(Work order): What is the number of lines in the data that contain "jeans"? Respond with nothing else.

(Records provided):
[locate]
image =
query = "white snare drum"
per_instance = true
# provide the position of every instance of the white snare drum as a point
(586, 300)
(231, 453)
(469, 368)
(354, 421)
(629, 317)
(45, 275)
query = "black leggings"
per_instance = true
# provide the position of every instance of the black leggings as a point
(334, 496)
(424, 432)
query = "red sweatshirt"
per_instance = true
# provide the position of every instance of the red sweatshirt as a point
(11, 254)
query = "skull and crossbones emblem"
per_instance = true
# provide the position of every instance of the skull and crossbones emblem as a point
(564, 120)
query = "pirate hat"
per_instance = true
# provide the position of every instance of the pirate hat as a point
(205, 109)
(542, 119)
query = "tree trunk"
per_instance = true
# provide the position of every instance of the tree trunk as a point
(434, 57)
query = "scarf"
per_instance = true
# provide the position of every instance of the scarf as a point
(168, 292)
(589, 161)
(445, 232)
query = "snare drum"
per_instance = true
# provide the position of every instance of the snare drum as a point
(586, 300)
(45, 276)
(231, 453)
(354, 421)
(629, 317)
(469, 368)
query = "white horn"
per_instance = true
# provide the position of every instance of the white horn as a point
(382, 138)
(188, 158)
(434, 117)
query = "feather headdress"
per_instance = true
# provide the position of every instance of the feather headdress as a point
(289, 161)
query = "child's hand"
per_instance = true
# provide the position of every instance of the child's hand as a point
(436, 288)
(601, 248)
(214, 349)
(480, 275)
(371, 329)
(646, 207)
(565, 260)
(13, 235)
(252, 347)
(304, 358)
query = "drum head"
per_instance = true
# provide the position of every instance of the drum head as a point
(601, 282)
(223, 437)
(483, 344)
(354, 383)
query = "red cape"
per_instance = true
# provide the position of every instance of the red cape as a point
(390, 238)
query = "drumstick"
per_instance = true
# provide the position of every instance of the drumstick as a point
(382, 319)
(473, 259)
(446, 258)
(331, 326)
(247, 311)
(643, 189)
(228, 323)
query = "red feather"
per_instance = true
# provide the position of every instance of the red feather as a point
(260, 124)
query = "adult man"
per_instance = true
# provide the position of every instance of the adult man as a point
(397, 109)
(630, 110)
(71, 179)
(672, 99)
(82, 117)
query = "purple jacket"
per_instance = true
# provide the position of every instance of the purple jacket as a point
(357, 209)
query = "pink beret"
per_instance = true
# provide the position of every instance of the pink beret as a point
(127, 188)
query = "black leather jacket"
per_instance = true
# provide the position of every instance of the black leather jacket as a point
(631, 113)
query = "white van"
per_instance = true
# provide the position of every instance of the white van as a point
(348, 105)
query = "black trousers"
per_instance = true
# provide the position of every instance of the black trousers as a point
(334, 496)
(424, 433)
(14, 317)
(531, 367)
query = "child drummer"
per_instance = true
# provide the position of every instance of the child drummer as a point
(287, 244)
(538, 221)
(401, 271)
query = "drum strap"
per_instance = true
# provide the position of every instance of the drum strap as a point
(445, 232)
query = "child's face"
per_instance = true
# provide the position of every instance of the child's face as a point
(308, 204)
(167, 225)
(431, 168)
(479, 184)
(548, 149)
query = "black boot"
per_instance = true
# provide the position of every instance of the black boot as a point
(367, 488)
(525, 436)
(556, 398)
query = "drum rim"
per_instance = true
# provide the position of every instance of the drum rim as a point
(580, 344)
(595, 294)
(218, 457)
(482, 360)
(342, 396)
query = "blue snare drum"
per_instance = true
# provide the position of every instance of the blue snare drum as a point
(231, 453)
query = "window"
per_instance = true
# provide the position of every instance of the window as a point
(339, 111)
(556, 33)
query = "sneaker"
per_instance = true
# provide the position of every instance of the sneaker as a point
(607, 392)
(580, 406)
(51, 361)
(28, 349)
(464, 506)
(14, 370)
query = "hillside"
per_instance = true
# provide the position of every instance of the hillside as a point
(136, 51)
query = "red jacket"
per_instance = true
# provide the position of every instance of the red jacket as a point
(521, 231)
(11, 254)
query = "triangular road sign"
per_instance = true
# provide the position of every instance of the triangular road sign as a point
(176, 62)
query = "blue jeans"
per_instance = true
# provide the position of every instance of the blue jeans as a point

(Answer area): 2